◆ **Texte fourni**

Le chiffre des dépôts que possédaient en 1865 les institutions de crédit de Londres dépassait 100 millions de livres (2 milliards 500 millions de francs). La London and Westminster bank recueillait à elle seule près d’un demi-milliard de ressources actives. En réunissant ce résultat à celui obtenu par trois autres grandes banques, la London Joint-Stock, l’Union Bank of London et la London and County, on arrivait à un total de 70 millions sterling (1 milliard 750 millions de francs)[1]. On ne saurait relever d’une manière précise le chiffre des dépôts pour tout le royaume-uni, mais les renseignemens que nous avons recueillis nous le font évaluer au minimum de 2Î0 ou 300 millions de livres sterl. (6 ou 7 milliards 1/2 de francs). On l’a estimé jusqu’à 400 millions sterling (10 milliards de francs). Ces données colossales suffisent pour imprimer la conviction que là se rencontre l’avenir du crédit et non dans l’accroissement périlleux d’une monnaie fiduciaire sans garantie métallique. Les plans les plus avantageux se bornent à promettre de ce côté quelques centaines de millions de francs, et nous savons

  1. Le chiffre de ces dépôts a encore augmenté en 1866.

(Entrées enregistrées)
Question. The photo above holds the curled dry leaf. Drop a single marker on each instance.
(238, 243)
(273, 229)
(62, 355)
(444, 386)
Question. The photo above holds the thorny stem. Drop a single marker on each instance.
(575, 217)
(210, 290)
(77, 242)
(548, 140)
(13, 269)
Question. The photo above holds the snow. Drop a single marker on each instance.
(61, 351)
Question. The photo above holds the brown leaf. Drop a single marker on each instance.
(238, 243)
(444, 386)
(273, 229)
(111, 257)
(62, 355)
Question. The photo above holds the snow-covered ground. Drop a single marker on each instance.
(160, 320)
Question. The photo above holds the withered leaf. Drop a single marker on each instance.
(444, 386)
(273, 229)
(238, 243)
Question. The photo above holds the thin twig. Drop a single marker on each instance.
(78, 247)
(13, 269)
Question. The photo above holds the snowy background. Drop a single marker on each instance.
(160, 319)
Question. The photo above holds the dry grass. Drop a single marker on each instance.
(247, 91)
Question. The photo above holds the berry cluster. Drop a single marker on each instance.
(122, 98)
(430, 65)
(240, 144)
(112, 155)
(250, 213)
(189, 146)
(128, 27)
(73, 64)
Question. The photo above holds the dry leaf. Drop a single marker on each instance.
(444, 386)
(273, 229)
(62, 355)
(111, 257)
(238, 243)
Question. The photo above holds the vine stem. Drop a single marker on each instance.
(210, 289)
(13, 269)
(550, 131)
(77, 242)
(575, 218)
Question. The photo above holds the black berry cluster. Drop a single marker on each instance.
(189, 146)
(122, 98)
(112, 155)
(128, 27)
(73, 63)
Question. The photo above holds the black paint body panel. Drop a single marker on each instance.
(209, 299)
--
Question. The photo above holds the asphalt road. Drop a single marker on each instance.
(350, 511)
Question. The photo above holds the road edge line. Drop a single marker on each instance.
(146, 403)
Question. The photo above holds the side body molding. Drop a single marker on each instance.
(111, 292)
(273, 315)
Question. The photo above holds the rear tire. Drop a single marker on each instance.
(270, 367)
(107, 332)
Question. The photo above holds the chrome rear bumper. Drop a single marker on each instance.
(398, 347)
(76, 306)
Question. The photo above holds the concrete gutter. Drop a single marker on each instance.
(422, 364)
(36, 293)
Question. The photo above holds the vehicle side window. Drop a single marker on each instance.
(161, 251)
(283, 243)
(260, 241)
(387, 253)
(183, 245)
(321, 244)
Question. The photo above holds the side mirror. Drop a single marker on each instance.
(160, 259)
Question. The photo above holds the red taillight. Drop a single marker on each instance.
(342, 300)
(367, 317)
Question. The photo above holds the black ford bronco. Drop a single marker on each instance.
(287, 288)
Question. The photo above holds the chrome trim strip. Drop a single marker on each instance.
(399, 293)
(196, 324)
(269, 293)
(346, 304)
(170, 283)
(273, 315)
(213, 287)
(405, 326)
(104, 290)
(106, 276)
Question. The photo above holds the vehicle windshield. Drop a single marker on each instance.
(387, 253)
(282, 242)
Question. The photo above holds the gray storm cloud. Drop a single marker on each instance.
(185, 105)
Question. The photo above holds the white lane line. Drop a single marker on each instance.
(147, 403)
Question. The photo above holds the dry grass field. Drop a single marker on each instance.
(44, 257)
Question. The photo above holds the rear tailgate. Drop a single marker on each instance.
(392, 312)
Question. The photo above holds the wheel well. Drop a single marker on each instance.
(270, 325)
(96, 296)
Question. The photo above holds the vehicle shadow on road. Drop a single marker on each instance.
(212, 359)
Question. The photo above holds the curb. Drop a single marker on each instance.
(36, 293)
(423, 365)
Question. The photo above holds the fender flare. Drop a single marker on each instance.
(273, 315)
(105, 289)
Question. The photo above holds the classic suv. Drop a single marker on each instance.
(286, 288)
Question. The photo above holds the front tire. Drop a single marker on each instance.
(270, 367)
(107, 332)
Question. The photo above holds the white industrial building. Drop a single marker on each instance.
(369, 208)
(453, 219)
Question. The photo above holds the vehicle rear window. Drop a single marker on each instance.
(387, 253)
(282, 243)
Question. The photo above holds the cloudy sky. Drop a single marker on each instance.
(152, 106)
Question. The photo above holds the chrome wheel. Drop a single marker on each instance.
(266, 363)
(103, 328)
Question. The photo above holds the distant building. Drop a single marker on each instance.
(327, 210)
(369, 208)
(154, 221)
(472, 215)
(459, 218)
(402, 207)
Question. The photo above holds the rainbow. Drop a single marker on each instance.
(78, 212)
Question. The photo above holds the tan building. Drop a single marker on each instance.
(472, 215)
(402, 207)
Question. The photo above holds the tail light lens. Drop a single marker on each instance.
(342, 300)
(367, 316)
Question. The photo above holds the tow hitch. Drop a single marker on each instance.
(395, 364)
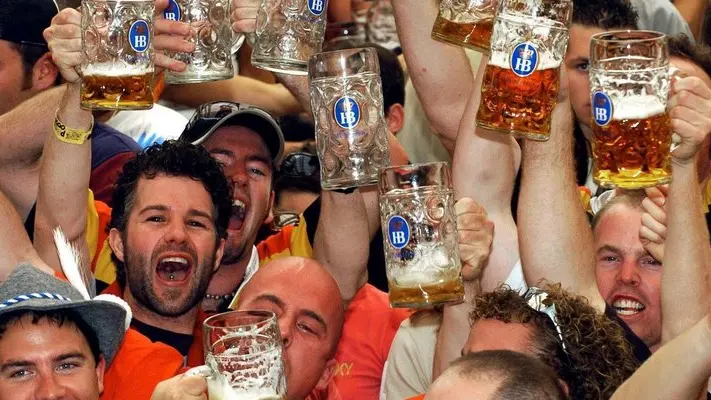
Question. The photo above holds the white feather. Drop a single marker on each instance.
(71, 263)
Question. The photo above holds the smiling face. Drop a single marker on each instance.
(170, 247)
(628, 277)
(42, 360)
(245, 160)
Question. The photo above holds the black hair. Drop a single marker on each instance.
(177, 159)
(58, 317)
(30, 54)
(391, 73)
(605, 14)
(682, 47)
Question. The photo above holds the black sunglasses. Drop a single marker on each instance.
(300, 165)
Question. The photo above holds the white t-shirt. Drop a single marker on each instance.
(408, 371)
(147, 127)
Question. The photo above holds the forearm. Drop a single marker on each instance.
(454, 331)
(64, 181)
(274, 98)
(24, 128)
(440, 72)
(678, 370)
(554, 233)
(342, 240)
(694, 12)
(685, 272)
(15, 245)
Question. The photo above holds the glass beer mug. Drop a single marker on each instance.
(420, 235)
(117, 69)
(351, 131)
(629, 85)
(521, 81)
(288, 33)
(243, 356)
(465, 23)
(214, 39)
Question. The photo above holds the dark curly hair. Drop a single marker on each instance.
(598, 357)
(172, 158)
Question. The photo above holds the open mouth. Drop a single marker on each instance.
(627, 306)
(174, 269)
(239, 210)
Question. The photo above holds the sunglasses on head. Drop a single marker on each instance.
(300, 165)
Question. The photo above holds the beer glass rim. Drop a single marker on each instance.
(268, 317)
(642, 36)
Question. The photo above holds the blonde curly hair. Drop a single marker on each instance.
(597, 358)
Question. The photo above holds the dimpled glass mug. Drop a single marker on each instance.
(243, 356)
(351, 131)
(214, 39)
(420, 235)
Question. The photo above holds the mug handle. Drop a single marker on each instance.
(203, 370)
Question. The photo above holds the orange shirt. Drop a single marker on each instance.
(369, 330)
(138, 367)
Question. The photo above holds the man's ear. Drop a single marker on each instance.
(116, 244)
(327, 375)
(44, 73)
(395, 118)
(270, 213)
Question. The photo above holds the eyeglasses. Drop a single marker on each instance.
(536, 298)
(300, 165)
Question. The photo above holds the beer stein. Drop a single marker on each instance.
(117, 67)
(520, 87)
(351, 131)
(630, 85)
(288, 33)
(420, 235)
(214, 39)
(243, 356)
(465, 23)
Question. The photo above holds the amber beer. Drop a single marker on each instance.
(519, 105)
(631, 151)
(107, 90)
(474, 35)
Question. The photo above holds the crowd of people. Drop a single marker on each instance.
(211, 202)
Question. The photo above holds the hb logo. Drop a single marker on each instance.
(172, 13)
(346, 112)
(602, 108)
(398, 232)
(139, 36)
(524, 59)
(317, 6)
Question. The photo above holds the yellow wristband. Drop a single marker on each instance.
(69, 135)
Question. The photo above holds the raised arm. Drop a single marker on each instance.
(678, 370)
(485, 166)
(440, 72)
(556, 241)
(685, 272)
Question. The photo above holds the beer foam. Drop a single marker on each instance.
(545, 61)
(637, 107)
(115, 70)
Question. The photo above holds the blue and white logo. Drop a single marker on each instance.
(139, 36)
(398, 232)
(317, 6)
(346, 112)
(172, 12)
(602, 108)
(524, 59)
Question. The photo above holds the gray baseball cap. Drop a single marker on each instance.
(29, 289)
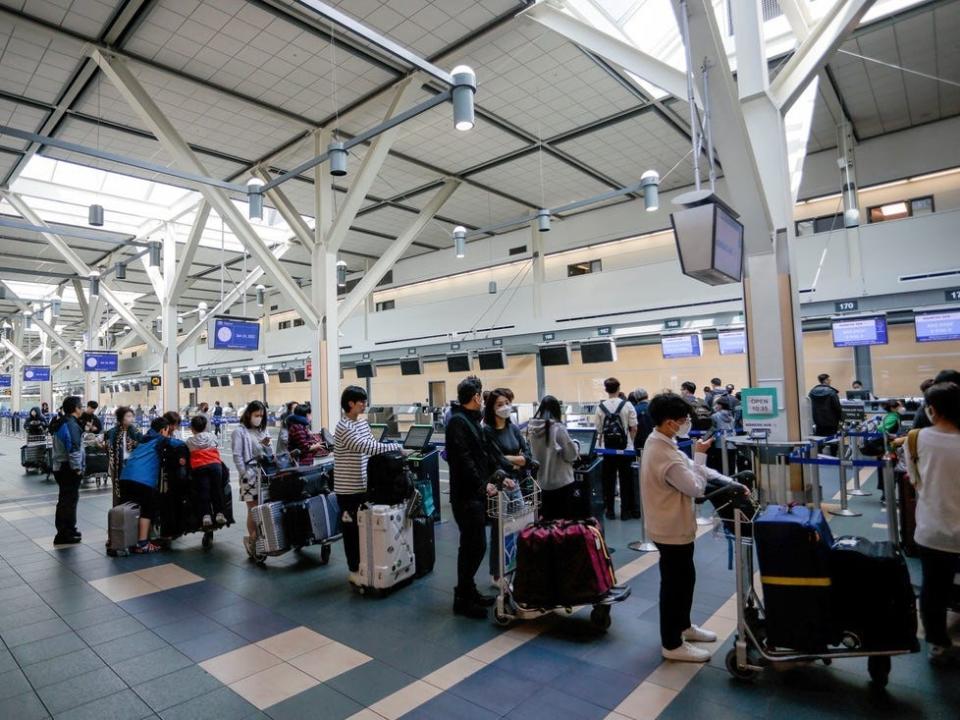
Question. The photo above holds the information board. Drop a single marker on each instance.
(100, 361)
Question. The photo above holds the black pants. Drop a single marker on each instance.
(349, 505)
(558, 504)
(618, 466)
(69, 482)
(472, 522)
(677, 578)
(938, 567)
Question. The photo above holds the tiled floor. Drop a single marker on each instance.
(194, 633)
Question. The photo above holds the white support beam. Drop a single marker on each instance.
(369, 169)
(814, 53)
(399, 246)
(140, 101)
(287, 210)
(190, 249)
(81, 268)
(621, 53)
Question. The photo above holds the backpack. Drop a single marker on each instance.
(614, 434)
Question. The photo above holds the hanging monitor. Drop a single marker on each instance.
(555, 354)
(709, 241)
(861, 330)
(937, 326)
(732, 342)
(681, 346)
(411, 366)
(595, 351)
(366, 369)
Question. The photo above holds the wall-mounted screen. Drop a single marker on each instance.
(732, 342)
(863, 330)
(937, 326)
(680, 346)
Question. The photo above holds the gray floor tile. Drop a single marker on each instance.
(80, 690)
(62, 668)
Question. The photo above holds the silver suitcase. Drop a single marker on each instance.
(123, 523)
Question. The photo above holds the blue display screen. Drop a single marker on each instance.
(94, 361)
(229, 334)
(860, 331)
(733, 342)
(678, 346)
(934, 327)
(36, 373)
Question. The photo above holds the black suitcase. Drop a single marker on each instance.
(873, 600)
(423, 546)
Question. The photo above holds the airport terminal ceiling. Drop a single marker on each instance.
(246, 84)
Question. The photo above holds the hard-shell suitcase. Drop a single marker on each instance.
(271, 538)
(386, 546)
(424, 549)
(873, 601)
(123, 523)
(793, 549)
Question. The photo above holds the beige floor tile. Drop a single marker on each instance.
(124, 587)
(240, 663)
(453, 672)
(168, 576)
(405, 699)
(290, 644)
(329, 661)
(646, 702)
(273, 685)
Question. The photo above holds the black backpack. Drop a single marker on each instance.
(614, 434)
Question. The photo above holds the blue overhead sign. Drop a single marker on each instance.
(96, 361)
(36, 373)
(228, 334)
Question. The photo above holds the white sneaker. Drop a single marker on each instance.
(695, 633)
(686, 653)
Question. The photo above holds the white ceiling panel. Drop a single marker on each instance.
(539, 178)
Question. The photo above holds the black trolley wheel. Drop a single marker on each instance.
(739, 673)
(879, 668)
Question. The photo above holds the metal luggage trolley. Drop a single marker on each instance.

◆ **Travail à réaliser**
Répondez aux questions suivantes à partir du texte ci-dessus sur les dépôts bancaires de Londres :
(a) Quel montant dépassaient en 1865 les dépôts des institutions de crédit de Londres, en livres et en francs ?
(b) Quelles trois banques sont associées à la London and Westminster bank pour arriver au total de 70 millions sterling ?
(c) D'après la note, comment le chiffre de ces dépôts a-t-il évolué en 1866 ?

◆ **Résultat obtenu**
(a) Plus de 100 millions de livres, soit 2 milliards 500 millions de francs.
(b) La London Joint-Stock, l'Union Bank of London et la London and County.
(c) Il a encore augmenté.